WHAT IS BEING ASKED: Count the lines in the items below that contain the word "request", and reply with that number alone.

Dataset rows on where objects appear:

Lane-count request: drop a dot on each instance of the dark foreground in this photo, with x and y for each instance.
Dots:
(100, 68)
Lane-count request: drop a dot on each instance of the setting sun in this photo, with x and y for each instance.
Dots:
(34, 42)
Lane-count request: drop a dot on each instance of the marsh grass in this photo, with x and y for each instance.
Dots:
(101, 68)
* * *
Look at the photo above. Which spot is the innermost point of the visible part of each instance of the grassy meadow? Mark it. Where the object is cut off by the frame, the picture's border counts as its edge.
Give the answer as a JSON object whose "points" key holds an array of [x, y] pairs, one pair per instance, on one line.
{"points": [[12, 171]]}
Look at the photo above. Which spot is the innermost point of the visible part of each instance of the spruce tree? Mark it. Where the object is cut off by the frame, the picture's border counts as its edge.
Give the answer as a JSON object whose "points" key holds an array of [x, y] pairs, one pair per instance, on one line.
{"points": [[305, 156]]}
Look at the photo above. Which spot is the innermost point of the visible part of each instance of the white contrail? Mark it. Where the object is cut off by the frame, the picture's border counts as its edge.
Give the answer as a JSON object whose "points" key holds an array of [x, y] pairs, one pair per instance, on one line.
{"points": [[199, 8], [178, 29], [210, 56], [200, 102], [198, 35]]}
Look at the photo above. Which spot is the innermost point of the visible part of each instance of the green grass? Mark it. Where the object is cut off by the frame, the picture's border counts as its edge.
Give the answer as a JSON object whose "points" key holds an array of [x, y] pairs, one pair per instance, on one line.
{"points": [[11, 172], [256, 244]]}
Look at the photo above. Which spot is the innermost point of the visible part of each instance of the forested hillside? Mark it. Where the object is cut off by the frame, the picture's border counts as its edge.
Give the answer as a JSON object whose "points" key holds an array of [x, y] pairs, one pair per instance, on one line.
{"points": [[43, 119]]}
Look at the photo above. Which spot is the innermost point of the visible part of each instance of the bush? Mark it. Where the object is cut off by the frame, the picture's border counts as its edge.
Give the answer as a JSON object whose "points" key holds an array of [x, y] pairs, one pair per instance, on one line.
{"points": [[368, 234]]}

RESULT OF THIS EXERCISE: 3